What you need to do =>
Format the listing below as a numbered list, omitting blank lines, starting at the line containing "mark the concrete step -- a dot per instance" and ending at the last line of the listing.

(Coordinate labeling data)
_ _ _ _ _ _ _

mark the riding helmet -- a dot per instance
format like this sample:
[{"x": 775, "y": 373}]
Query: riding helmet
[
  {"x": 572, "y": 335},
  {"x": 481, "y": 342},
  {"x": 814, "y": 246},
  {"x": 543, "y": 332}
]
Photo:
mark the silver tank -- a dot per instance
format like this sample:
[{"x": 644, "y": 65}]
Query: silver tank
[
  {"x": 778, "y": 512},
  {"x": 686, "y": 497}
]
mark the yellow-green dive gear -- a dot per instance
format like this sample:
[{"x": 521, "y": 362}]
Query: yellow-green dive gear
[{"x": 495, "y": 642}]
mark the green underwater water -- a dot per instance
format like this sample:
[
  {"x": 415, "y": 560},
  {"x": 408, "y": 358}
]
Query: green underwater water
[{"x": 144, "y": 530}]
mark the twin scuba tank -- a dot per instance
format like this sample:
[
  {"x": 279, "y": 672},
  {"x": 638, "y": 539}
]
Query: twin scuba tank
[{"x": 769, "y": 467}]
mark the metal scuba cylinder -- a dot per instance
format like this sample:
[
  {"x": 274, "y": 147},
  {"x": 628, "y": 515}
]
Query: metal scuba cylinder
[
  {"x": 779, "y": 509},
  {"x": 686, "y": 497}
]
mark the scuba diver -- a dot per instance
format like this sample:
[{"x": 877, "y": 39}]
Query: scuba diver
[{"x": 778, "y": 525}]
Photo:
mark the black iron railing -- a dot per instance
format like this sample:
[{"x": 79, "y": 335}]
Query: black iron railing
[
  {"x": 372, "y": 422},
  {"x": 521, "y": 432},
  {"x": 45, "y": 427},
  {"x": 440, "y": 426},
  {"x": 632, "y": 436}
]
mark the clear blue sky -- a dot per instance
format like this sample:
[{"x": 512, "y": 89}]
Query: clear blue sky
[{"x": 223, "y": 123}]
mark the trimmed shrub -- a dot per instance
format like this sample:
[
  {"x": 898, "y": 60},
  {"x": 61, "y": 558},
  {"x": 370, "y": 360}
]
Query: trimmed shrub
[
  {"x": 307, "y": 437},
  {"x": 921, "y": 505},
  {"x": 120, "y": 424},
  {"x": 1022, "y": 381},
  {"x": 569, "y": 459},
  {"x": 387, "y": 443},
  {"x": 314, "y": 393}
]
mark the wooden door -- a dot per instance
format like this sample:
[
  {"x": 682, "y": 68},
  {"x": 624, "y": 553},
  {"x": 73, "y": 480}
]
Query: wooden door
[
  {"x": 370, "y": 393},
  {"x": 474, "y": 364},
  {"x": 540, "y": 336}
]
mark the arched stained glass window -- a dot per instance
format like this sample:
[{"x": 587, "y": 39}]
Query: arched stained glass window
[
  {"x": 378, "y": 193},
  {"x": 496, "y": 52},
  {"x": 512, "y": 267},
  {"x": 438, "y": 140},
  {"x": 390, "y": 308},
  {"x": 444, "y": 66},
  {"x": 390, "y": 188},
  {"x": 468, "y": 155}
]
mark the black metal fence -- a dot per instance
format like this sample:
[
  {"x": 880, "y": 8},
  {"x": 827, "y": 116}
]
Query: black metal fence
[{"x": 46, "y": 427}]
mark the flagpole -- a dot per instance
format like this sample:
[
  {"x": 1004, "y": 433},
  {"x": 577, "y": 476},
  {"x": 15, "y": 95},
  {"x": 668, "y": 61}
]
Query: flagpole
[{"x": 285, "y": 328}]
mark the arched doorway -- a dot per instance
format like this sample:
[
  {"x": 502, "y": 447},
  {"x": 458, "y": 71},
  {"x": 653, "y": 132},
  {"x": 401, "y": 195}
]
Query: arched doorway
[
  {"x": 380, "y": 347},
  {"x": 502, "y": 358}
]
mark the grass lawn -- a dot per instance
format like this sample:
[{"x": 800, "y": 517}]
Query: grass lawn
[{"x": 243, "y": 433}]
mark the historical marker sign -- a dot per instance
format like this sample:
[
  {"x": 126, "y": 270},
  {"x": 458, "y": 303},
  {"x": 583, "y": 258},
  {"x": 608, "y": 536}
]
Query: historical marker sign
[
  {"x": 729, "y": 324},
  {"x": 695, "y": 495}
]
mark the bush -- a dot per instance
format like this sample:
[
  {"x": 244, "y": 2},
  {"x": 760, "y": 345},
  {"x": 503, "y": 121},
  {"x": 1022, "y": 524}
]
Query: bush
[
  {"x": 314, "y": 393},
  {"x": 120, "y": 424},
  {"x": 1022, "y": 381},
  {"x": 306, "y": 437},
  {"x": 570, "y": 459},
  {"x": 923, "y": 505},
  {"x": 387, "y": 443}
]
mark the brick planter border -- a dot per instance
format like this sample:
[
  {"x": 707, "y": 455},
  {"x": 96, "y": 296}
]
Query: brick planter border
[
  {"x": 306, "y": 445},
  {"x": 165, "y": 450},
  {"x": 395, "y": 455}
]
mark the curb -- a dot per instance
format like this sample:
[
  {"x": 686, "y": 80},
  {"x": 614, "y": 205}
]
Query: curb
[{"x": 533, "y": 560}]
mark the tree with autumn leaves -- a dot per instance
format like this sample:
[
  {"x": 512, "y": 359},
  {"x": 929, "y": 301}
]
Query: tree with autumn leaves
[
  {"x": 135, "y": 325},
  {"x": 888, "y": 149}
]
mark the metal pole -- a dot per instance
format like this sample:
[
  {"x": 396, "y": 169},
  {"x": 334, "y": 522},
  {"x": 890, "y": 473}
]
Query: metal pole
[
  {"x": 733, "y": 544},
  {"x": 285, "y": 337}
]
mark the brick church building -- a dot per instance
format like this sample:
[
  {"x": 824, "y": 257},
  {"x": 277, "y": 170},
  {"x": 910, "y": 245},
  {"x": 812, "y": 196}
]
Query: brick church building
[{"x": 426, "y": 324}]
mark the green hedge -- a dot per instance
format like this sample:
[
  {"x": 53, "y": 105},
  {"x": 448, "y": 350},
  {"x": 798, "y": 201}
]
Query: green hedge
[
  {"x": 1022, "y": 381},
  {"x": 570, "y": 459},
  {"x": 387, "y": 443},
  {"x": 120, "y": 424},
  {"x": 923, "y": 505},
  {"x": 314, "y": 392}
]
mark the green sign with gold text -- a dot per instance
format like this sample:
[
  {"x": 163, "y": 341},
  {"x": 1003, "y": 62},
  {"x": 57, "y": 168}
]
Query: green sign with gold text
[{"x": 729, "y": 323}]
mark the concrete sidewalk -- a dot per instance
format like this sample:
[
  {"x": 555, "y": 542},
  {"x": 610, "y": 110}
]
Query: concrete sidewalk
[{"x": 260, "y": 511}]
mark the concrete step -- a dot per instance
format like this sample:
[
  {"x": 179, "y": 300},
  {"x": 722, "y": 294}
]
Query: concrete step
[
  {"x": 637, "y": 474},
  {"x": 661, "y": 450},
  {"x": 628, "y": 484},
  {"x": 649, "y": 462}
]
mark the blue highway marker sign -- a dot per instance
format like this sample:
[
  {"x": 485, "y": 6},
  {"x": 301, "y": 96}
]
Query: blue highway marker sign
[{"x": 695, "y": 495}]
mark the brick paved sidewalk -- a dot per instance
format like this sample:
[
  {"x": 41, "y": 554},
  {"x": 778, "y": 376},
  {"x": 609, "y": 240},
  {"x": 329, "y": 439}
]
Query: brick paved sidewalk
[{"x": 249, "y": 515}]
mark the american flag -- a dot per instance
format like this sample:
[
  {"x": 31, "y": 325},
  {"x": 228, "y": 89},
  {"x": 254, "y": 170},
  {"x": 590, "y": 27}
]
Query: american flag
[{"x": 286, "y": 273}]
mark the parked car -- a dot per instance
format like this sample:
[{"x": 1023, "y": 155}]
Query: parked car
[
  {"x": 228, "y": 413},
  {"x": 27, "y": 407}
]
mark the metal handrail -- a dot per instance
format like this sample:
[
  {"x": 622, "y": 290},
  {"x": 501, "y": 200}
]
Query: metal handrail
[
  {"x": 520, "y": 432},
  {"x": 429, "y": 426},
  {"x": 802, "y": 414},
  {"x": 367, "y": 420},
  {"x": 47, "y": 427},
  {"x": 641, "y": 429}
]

_ _ _ _ _ _ _

Exercise answer =>
1. mark the concrete step -- a dot per instance
2. format like this sample:
3. [
4.   {"x": 179, "y": 300},
5.   {"x": 722, "y": 294}
6. ]
7. Query: concrete step
8. [
9.   {"x": 637, "y": 474},
10.   {"x": 661, "y": 450},
11.   {"x": 628, "y": 484},
12.   {"x": 649, "y": 462}
13. ]
14. mark the blue highway marker sign -- a dot per instance
15. format like this sample:
16. [
17.   {"x": 485, "y": 6},
18.   {"x": 301, "y": 96}
19. ]
20. Query: blue highway marker sign
21. [{"x": 695, "y": 495}]
22. mark the brick paved sidewalk -- a dot per instance
23. format like this sample:
24. [
25.   {"x": 41, "y": 554},
26.   {"x": 778, "y": 376},
27.   {"x": 609, "y": 240},
28.   {"x": 329, "y": 439}
29. ]
30. Query: brick paved sidewalk
31. [{"x": 249, "y": 515}]
32. mark the american flag -- a dot per instance
33. format like this sample:
34. [
35.   {"x": 31, "y": 325},
36.   {"x": 228, "y": 89},
37.   {"x": 254, "y": 170},
38.   {"x": 590, "y": 27}
39. ]
40. Query: american flag
41. [{"x": 286, "y": 273}]
42. mark the parked car -- a dot per instance
43. format like this sample:
44. [{"x": 1023, "y": 155}]
45. Query: parked car
46. [
47.   {"x": 228, "y": 413},
48.   {"x": 27, "y": 407}
49. ]
50. mark the metal handrail -- a dot per instance
51. format like this sample:
52. [
53.   {"x": 622, "y": 290},
54.   {"x": 501, "y": 200}
55. ]
56. Query: metal handrail
57. [
58.   {"x": 520, "y": 432},
59.   {"x": 429, "y": 426},
60.   {"x": 802, "y": 414},
61.   {"x": 367, "y": 420},
62.   {"x": 47, "y": 427},
63.   {"x": 641, "y": 429}
64. ]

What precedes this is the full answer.